本文抜粋:
========================================

2012/03/11

現地報告(3/11)

3月11日の東日本大震災慰霊復興霊地祈願祭にて、現地スタッフ清水さんが発表されました。
その全文です。なお、祈願祭の模様はUSTREAMでご覧いただけます。http://www.ustream.tv/recorded/21026645

「復興支援活動をとおして」清水幹生
 皆さんこんにちは。今ご紹介いただきました山口県宇部東教会の信徒総代をさせていただいております、清水幹生と申します。
ここで一つお礼を申し上げておきます。皆さん方の中から気仙沼にたくさん来ていただいております。本当にありがとうございました。一年たちました。が、まだまだ現地の人達は心の中はまだ癒えておりません。これからも一段と皆さまのご支援が必要になってくると思いますので、その時はどうぞよろしく、お願いいたします。
いまここでは、最初に入った4月の22日から6月の後半までの3か月に限ってお話しさせていただきます。すべてをお話ししたいのですが、持ち時間がありませんので、その点はお許し願いたいと思います。
1.四月の東北沿岸部の状況
私が気仙沼に入ったのは、昨年(2011年)の4月22日です。宇部を発ったのが4月21日、約20時間をかけて車を運転して気仙沼に入らせていただきました。まずは、宇部から仙台まで、トラック運転手2名を連れて行きました。この2名は以前仙台に物資と20トンの水を納めてくれた方たちです。
その2名を仙台で降ろし、私は一人で気仙沼に向かいました。通った道は国道45号線。仙台から釜石方面に走っています。これはすべて海岸線を通っている道です。が、私が入ったころはほとんど道が破壊されていました。津波によって車や木造建ての家が流されており、道がほとんど途絶えているというか、破壊されて通れない状況でした。その中、山道を通りながら、または国道45号線に入ったりしながら気仙沼まで行きました。
山道から突然飛び出たところの海岸線の町に志津川町があります。皆さんテレビでご存知ですよね。防災センターからさいごまで避難を呼びかけた女性のいた建物を、横目に見ながら志津川町を通りました。完全に町は破滅でした。
次に、その隣町の小泉町に入りました。JRの気仙沼線が走っていて、その線路の橋げたが地上から約10メートルのところにあります。この上に家や車がたくさん並んでいるのですね。この光景をみたときに、「えー」と思いました。高さが10メートルあるということは、津波がそれよりさらに高くて、13メートルから15メートルという高さの津波が押し寄せてきたことになります。私が見た正面、橋げたの先は海です。その真反対が山手で、一面に家がたくさんあったところですが、それもすべて流されておりました。
そういうガレキの中を、自衛隊の方が、ご遺体を探しておられました。そういう場面を見ながら、ひたすら気仙沼に車を走らせていました。
気仙沼の市内に入ってきますと、これがまたすごい状況でして、みなさんも津波の状況を4日間ほどテレビで放映されたのを見ておられると思いますけれども、家がまったくありません。鉄筋で作った家の骨組みが残っている程度で、家はすべて流されておりました。海岸線にある町はぜんぶ壊滅状態でありました。

========================================

提供された行:
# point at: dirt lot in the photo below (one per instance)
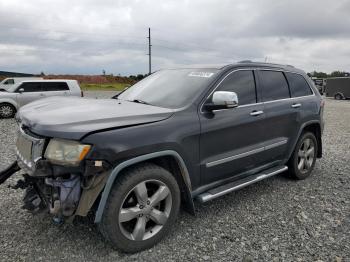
(277, 219)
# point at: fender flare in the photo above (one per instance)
(115, 172)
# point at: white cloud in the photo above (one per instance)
(88, 36)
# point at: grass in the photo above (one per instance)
(104, 87)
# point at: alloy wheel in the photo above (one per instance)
(306, 155)
(145, 210)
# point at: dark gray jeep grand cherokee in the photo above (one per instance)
(177, 136)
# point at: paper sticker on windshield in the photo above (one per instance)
(201, 74)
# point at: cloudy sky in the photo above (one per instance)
(87, 36)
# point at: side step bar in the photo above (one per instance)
(235, 185)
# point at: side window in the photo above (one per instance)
(55, 86)
(9, 82)
(243, 83)
(274, 85)
(298, 85)
(30, 87)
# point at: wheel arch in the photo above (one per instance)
(169, 160)
(313, 126)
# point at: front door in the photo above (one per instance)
(281, 119)
(232, 140)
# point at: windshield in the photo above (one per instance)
(173, 88)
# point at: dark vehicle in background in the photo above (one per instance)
(338, 87)
(177, 136)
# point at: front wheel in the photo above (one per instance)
(304, 156)
(142, 207)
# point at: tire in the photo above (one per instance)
(128, 210)
(338, 97)
(7, 110)
(303, 159)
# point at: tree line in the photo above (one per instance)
(325, 75)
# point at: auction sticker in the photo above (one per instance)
(201, 74)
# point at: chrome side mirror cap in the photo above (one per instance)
(222, 100)
(225, 98)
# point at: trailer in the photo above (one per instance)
(338, 87)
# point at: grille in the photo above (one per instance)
(29, 150)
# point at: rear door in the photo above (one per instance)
(232, 139)
(55, 88)
(31, 91)
(281, 119)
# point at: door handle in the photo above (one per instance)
(256, 113)
(296, 105)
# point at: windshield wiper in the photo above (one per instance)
(140, 101)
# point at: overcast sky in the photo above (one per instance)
(87, 36)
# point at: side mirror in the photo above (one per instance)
(222, 100)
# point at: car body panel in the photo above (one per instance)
(73, 118)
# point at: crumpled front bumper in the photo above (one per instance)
(8, 172)
(62, 194)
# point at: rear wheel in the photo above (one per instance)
(303, 159)
(7, 110)
(141, 208)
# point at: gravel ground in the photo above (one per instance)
(277, 219)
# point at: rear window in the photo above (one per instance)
(55, 86)
(298, 85)
(274, 85)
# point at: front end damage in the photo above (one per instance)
(62, 191)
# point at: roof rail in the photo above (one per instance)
(245, 61)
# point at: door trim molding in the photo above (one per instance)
(245, 154)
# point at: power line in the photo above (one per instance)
(149, 52)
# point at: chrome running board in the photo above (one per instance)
(235, 185)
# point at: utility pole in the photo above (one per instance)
(149, 52)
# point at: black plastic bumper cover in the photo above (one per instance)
(9, 171)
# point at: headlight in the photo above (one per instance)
(66, 152)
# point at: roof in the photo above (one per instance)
(48, 80)
(246, 63)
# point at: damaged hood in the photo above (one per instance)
(74, 117)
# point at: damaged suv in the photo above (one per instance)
(177, 136)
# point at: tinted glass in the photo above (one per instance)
(30, 87)
(170, 88)
(243, 83)
(55, 86)
(298, 85)
(274, 85)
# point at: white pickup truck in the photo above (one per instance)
(11, 81)
(24, 92)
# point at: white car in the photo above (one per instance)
(12, 98)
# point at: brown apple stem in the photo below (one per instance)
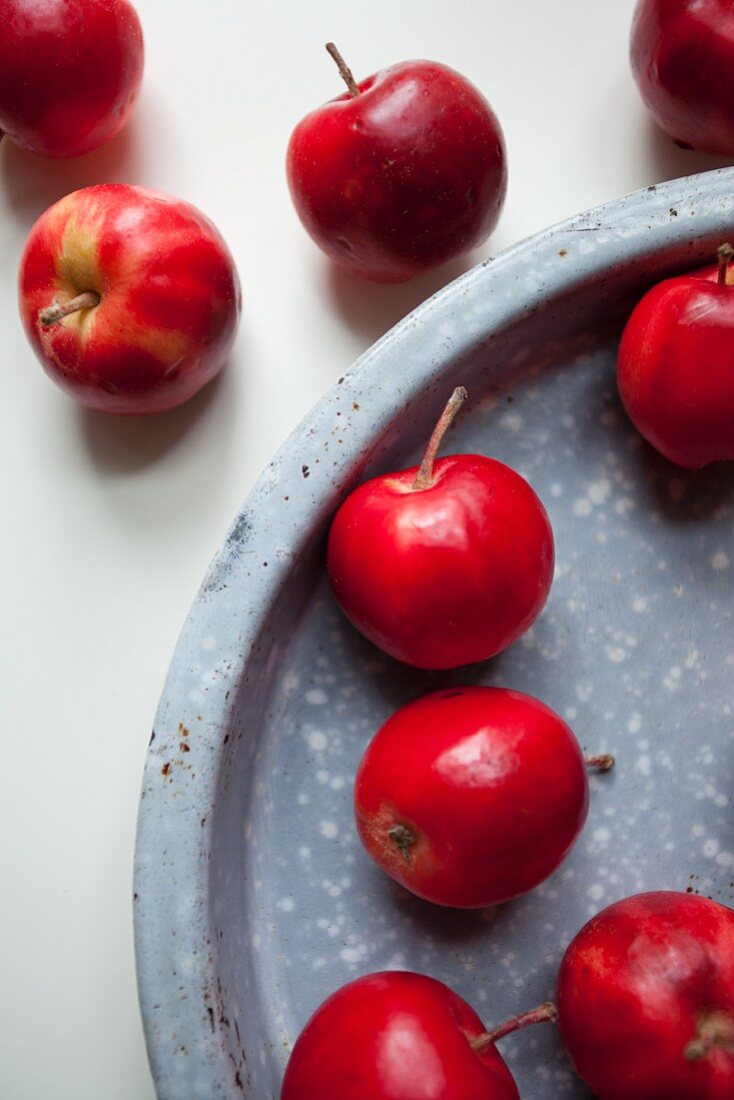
(425, 476)
(344, 70)
(714, 1032)
(52, 315)
(603, 762)
(545, 1013)
(403, 838)
(725, 252)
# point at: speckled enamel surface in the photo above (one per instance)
(253, 898)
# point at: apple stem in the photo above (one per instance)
(52, 315)
(725, 252)
(344, 70)
(603, 762)
(425, 476)
(545, 1013)
(714, 1032)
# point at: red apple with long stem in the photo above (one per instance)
(646, 999)
(472, 795)
(397, 1036)
(442, 564)
(403, 172)
(676, 365)
(682, 59)
(130, 298)
(69, 73)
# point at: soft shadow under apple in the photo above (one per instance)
(121, 444)
(373, 308)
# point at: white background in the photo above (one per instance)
(108, 524)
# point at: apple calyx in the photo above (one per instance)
(425, 476)
(725, 254)
(52, 315)
(403, 838)
(603, 762)
(714, 1031)
(344, 70)
(545, 1013)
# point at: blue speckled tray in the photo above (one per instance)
(253, 898)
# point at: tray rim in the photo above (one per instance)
(627, 228)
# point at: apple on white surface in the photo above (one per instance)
(130, 298)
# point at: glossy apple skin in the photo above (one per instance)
(490, 783)
(170, 297)
(446, 575)
(634, 985)
(404, 176)
(69, 73)
(395, 1036)
(682, 59)
(676, 369)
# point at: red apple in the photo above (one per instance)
(396, 1036)
(442, 564)
(130, 298)
(472, 795)
(682, 58)
(646, 1000)
(400, 174)
(69, 73)
(676, 366)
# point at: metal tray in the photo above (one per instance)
(253, 898)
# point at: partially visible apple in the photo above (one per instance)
(130, 297)
(676, 365)
(396, 1036)
(400, 174)
(682, 59)
(69, 73)
(646, 999)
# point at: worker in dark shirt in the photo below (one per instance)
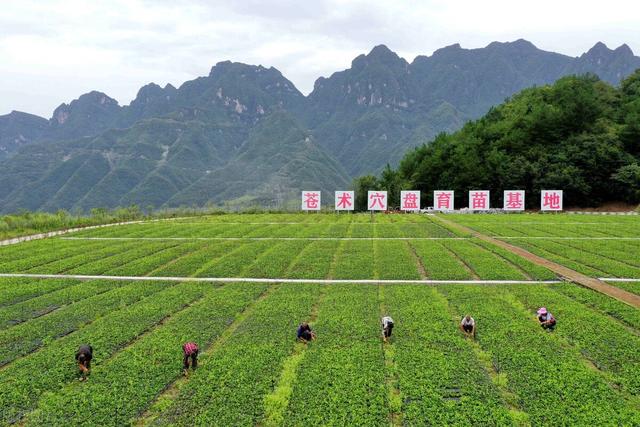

========================================

演習の要件:
(a) 気仙沼の現地報告によると、清水さんが気仙沼に入ったのはいつですか。
(b) 気仙沼の現地報告を、最後の文の後から続けて書いてください。
行を参照する必要はありません。

課題の解答:
(a) 2011年4月22日です。

(b)
そういう中を見ていますと、ついつい思いが出てきました。何かといいますと、「神様はどうしてこんなむごいことをされるのですか。小さい子供まで犠牲になさって、どうするのですか。我々人間に何を教えようとされていらっしゃるのですか。」という思いが出てきました。そういう思いを抱きながら気仙沼教会に入らせていただきました。
2.気仙沼での活動と現地の方々との交流
気仙沼教会に入らせていただくと、お広前、その隣にある談話室、そこいっぱいに 被災者の方がおられました。道路を隔てて向かい側に紫会館という避難所がありますが140名の方が避難されておられました。そして教会の後ろ側に金光会館という教会所有の宿泊所があり、われわれボランティアの拠点とさせていただいておりました。食事は被災者の方たちと一緒のものです。食事を作る方達は、気仙沼教会の下に南町という商店街があり、そこの料理人の方々がほとんどです。その方々が朝晩と食事を作って下さっていました。それをわれわれボランティアも被災者の人たちと一緒に食事をしてきました。
でも我々はよそものです。はじめは、受け入れてもらえるというか、なかなか親しくなれませんでした。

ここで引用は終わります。